**Extract provided**
==========

The last element of the proposed evaluation method involves the
restructuring of trees by the client, which is necessary only if
the parse submitted treats any of certain constructions in
a manner different from the standard. At the workshop, three
constructions were identified: extraposition, modification of
noun phrases by post-head phrases
such as PP, and sequences of prepositions which occur constituent-initially
and/or particles which occur constituent-finally. Briefly,
for extraposition sentences like "It is necessary for us to leave"
the extaposed phrase "for us to leave" should be attached at the S
level and not, for example as a sister of "necessary". For NP
modification, post-head modifiers should be attached to the NP and
not at the N-BAR level. Finally, for sequences of prepositions/particles
we attach to the top node of the constituent. Thus if the initial
client analysis is

 (We (were ((out of) (oatmeal cookies))))

then the restructured analysis should be

 (We (were (out of (outmeal cookies)))).

These three constructions were identified from a hand analysis of a
limited amount of data and we are currently examining more data
to see whether the list should be extended.

Generally, there are two strategies that can be followed in cases
where a client's analysis differs systematically from the standard:
modify the evaluation program so that it deletes certain nodes, or specify
a procedure that can be adopted by clients to bring their
trees into conformity with the standard. However, we have seen that
there are instances where reconciliation is very difficult or impossible
and are working to assess the expected frequency of such cases.

Before the evaluation software was available, we applied the
method by hand, using the UPenn Treebank as a standard, to 14 of the
above-mentioned 50 Brown Corpus sentences which were given their "ideal"
analyses by the grammarians. (Canonical modifications as specified above were
required.) The sentences were selected
because they had been successfully run by one of our automated systems (NYU's)
and were expected to give some hint of the method's reliability for
sentences that are easy for automated systems.
The Crossing score was zero in every case and the corresponding Recall
average score was 94%. We were encouraged by this initial result to
pursue the development of software to carry out the scoring.

==========

**About this task**
Reproduce the passage on parse evaluation in full, word for word. The data that follows is separate from the passage on parse evaluation.

**Material provided**
==========

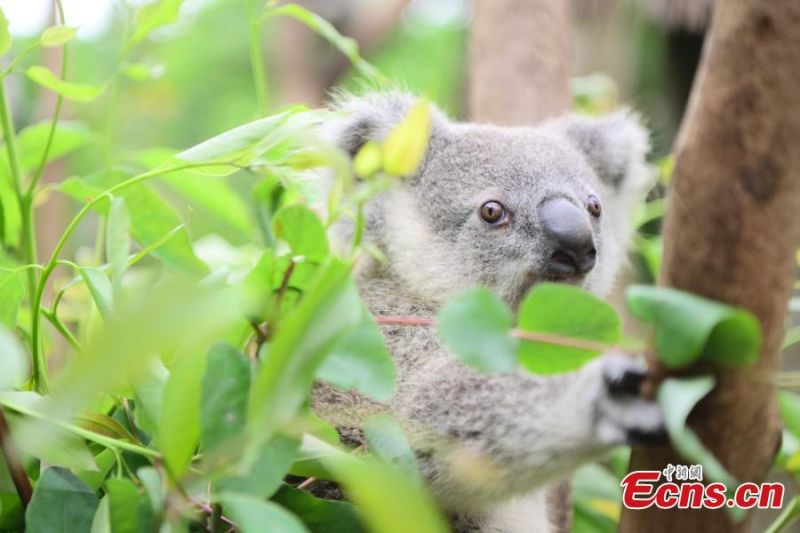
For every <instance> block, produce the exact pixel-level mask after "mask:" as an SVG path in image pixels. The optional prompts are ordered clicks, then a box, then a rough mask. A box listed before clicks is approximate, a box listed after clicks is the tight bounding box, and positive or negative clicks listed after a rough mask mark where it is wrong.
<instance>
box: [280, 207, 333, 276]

==========

**Expected output**
The last element of the proposed evaluation method involves the
restructuring of trees by the client, which is necessary only if
the parse submitted treats any of certain constructions in
a manner different from the standard. At the workshop, three
constructions were identified: extraposition, modification of
noun phrases by post-head phrases
such as PP, and sequences of prepositions which occur constituent-initially
and/or particles which occur constituent-finally. Briefly,
for extraposition sentences like "It is necessary for us to leave"
the extaposed phrase "for us to leave" should be attached at the S
level and not, for example as a sister of "necessary". For NP
modification, post-head modifiers should be attached to the NP and
not at the N-BAR level. Finally, for sequences of prepositions/particles
we attach to the top node of the constituent. Thus if the initial
client analysis is

 (We (were ((out of) (oatmeal cookies))))

then the restructured analysis should be

 (We (were (out of (outmeal cookies)))).

These three constructions were identified from a hand analysis of a
limited amount of data and we are currently examining more data
to see whether the list should be extended.

Generally, there are two strategies that can be followed in cases
where a client's analysis differs systematically from the standard:
modify the evaluation program so that it deletes certain nodes, or specify
a procedure that can be adopted by clients to bring their
trees into conformity with the standard. However, we have seen that
there are instances where reconciliation is very difficult or impossible
and are working to assess the expected frequency of such cases.

Before the evaluation software was available, we applied the
method by hand, using the UPenn Treebank as a standard, to 14 of the
above-mentioned 50 Brown Corpus sentences which were given their "ideal"
analyses by the grammarians. (Canonical modifications as specified above were
required.) The sentences were selected
because they had been successfully run by one of our automated systems (NYU's)
and were expected to give some hint of the method's reliability for
sentences that are easy for automated systems.
The Crossing score was zero in every case and the corresponding Recall
average score was 94%. We were encouraged by this initial result to
pursue the development of software to carry out the scoring.